Archive for the ‘CCL Student Guide’ Category

Natural Family Planning: NFP and the Need for the Magisterium

Sunday, March 2nd, 2008

Everyone recognizes that there was widespread rejection of Humanae Vitae when it was issued.  In recent years some have opined that if John Paul II had written it based on what he would later write in his Theology of the Body, it would have been a different story.  In my opinion, that’s wishful thinking.  The anonymous authors of the Student Guide edition of The Art of Natural Family Planning (Couple to Couple League, 2007) might agree.  “In a certain sense, Paul VI’s teaching, while prophetic and absolutely consistent with the Gospel, had almost no hope of a legitimate hearing” because of the culture into which it was introduced (p. 7).  
     On the other hand, these authors seem to believe that the papal Theology of the Body is such a wonderful tool for understanding human love and sexuality that it can be a stand-alone source of teaching.  They do not state that explicitly, but they make no reference to the teaching authority of the Church.  Further, in the promotion of the new teaching program, the traditional program was criticized for allegedly expecting couples to accept the teaching of the Church just because the Church says so.  “Instruction: relied on the authority of Church for moral underpinnings of NFP.”  That’s a caricature of the traditional program, but it does contain the truth that we did not think that our covenant explanation was so good it could stand alone without the teaching authority of the Church.  Ours was an effort to practice theology in accord with St. Anselm’s dictum that theology is faith seeking understanding.  It also needs to be said that Pope John Paul II has provided no basis for us to think that he thought his Theology of the Body was a stand-alone position.  On several occasions after the conclusion of the TOB he referred in very strong terms to the teaching authority of the Church that is behind the teaching reaffirmed by Humanae Vitae
     The CCL Student Guide (SG) is admittedly difficult to evaluate on theological grounds because it is so vague.  However, I think it is fair to say that the authors think that an appeal to human dignity suffices to persuade readers of the merits of Catholic teaching on sexuality.  At the conclusion of a paragraph about being made in God’s image and likeness, the SG says, “The body then has a dignity and value in its own right” (p. 7).  CCL’s Extreme Makeover comparison says, “Instruction starts with person created by God as inspired by Theology of the Body.”

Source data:

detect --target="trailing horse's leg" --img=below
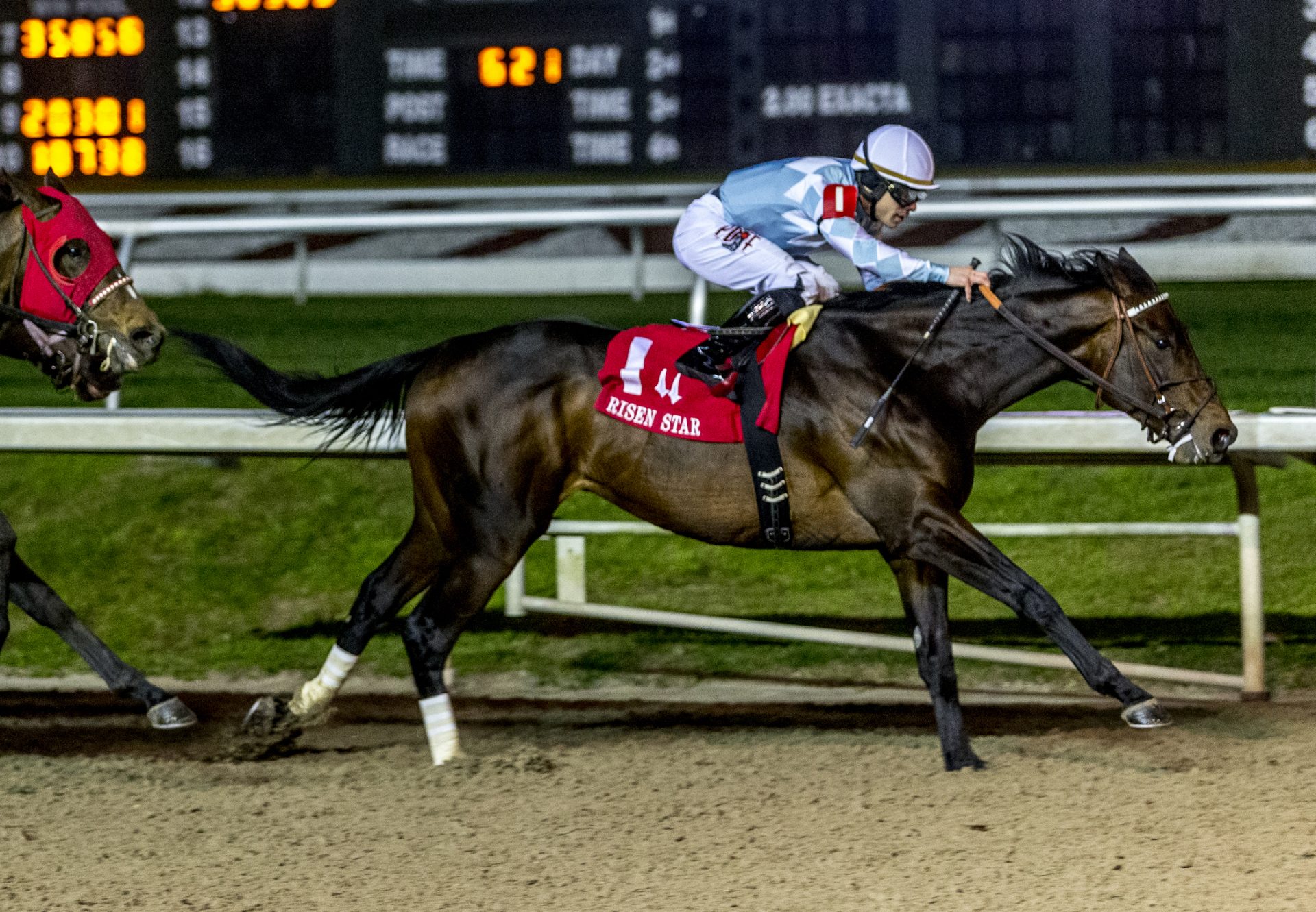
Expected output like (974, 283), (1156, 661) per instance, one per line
(0, 513), (19, 649)
(243, 519), (443, 735)
(9, 550), (196, 729)
(403, 550), (524, 766)
(907, 509), (1170, 728)
(891, 560), (984, 770)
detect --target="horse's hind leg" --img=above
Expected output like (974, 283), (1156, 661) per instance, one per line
(891, 560), (984, 770)
(243, 517), (445, 735)
(0, 537), (196, 729)
(908, 512), (1170, 728)
(403, 545), (537, 766)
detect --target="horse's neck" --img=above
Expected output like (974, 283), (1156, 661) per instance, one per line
(947, 293), (1106, 425)
(0, 206), (26, 319)
(831, 297), (1101, 426)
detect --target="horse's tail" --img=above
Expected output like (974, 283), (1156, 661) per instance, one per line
(170, 329), (439, 442)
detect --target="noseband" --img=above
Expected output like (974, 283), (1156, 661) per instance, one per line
(0, 188), (133, 384)
(978, 286), (1216, 460)
(1095, 291), (1217, 459)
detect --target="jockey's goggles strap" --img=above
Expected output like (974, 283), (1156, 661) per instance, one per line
(978, 286), (1166, 421)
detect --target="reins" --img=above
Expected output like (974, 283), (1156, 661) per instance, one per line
(978, 286), (1216, 449)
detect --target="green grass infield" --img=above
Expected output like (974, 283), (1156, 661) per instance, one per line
(0, 282), (1316, 689)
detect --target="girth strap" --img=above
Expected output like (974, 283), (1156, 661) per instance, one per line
(735, 349), (791, 547)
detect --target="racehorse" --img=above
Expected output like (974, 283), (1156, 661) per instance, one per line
(173, 237), (1237, 770)
(0, 173), (196, 729)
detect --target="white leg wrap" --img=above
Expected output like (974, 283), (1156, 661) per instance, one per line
(419, 693), (456, 766)
(288, 643), (359, 716)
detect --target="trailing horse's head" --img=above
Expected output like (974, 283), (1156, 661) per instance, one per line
(1094, 247), (1239, 463)
(0, 173), (166, 400)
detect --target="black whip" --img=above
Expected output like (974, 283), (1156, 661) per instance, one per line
(850, 257), (980, 447)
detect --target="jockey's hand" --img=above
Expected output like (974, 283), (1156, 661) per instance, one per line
(946, 266), (991, 299)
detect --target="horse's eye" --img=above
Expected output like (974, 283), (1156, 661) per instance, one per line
(54, 237), (90, 279)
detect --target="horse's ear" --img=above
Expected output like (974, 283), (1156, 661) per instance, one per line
(41, 169), (69, 193)
(0, 173), (59, 221)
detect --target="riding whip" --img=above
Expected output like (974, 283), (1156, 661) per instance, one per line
(850, 257), (980, 449)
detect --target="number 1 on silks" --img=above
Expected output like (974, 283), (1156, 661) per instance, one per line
(850, 257), (982, 447)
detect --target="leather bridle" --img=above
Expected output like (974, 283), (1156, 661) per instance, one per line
(978, 286), (1217, 459)
(1094, 291), (1217, 458)
(0, 218), (133, 378)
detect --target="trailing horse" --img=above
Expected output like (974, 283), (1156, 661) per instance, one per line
(175, 238), (1237, 770)
(0, 173), (196, 729)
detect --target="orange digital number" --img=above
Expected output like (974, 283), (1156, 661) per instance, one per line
(475, 45), (562, 88)
(20, 16), (146, 59)
(19, 19), (47, 58)
(32, 136), (146, 177)
(210, 0), (338, 13)
(507, 45), (539, 87)
(544, 47), (562, 83)
(19, 95), (146, 140)
(475, 47), (507, 88)
(127, 99), (146, 133)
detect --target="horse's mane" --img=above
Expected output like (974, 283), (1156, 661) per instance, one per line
(827, 234), (1113, 310)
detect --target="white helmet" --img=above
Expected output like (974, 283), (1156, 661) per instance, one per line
(851, 124), (937, 190)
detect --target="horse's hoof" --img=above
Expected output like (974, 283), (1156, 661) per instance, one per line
(242, 696), (288, 738)
(1120, 696), (1174, 728)
(146, 696), (196, 732)
(946, 752), (987, 772)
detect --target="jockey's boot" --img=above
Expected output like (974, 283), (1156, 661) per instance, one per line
(677, 288), (804, 396)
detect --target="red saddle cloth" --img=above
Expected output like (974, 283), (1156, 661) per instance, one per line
(594, 323), (795, 443)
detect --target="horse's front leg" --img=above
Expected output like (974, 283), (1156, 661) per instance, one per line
(891, 560), (984, 770)
(242, 521), (442, 741)
(907, 509), (1171, 728)
(8, 549), (196, 729)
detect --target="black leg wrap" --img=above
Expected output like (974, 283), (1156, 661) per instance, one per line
(737, 356), (792, 547)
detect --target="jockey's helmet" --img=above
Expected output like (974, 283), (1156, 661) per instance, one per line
(850, 124), (937, 229)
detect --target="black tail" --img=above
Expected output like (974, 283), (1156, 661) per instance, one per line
(169, 329), (438, 442)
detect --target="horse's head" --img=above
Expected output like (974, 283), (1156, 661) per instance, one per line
(1094, 247), (1239, 462)
(0, 173), (166, 400)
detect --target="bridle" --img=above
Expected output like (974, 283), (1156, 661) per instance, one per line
(978, 286), (1217, 460)
(1095, 291), (1217, 459)
(0, 204), (133, 383)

§ **OBJECTIVE A**: Reproduce word for word the part of the post on NFP and the Magisterium starting with "Sunday, March 2nd, 2008" and going on through "introduced (p. 7).".
§ **OBJECTIVE B**: Resume the post on NFP and the Magisterium, picking up after its final sentence.

§ **EXPECTED ANSWER A**:
Sunday, March 2nd, 2008

Everyone recognizes that there was widespread rejection of Humanae Vitae when it was issued.  In recent years some have opined that if John Paul II had written it based on what he would later write in his Theology of the Body, it would have been a different story.  In my opinion, that’s wishful thinking.  The anonymous authors of the Student Guide edition of The Art of Natural Family Planning (Couple to Couple League, 2007) might agree.  “In a certain sense, Paul VI’s teaching, while prophetic and absolutely consistent with the Gospel, had almost no hope of a legitimate hearing” because of the culture into which it was introduced (p. 7).

§ **EXPECTED ANSWER B**:
     No Christian can dispute the power and wonder of the biblical teaching that we are made in the image and likeness of God, but that’s not the end of the story.  The SG goes on to say that contraception, pornography, lust and masturbation violate the dignity of the person (143).  I agree and wish that everybody did. 
     The problem is that the leading “Catholic” proponents of sodomy call their organization “Dignity,” certainly a shorthand way of affirming their opinion that such behavior is in accord with human dignity.    Further, some of the leading Catholic proponents of accepting contraception as morally acceptable have argued that contraception is in accord with the dignity of the human person.  Specifically, the minority of the papal birth control commission pointed out that the acceptance of contraception entailed the acceptance of non-marital relations, oral and anal copulation, masturbation, and direct sterilization.  The majority pro-contraception position replied that it too rejected oral and anal copulation because “in these acts there is preserved neither the dignity of love nor the dignity of the spouses as human persons created according to the image of God.”   Notice the language about persons made in the image and likeness of God.  I agree with them about those actions that constitute marital sodomy, but what they did NOT say is more important than what they actually said.  They failed to reply to the objection regarding other forms of contraceptive behaviors, thus implicitly arguing that the forms other than anal and oral copulation DID respect the dignity of human persons. 
     My point is this: when Catholics on contradictory sides of an argument each claim that their position upholds the dignity of the human person, how can the question be settled with certainty?  The only way is by an authoritative decision by an authority recognized to be guided by the Holy Spirit.  That is, the question can be decided only by the teaching authority of the Catholic Church.  Pope John Paul II recognized this and did not refer to his own Theology of the Body as the vehicle to reaffirm Catholic teaching on birth control in a decisive way.  Instead, on at least five occasions after the completion of his Theology of the Body, John Paul II reaffirmed the teaching of Humanae Vitae by referring to the authoritative Tradition of the Church.  You can find these summarized on page 148 of Chapter 7 of the book in my signature below.   It is clear that John Paul II did not intend his Theology of the Body to be used to denigrate in any way the argument and explanation from authority.  The Extreme Makeover’s antagonistic comparison of the traditional course and the new course on this point has no foundation in the words and actions of John Paul II himself.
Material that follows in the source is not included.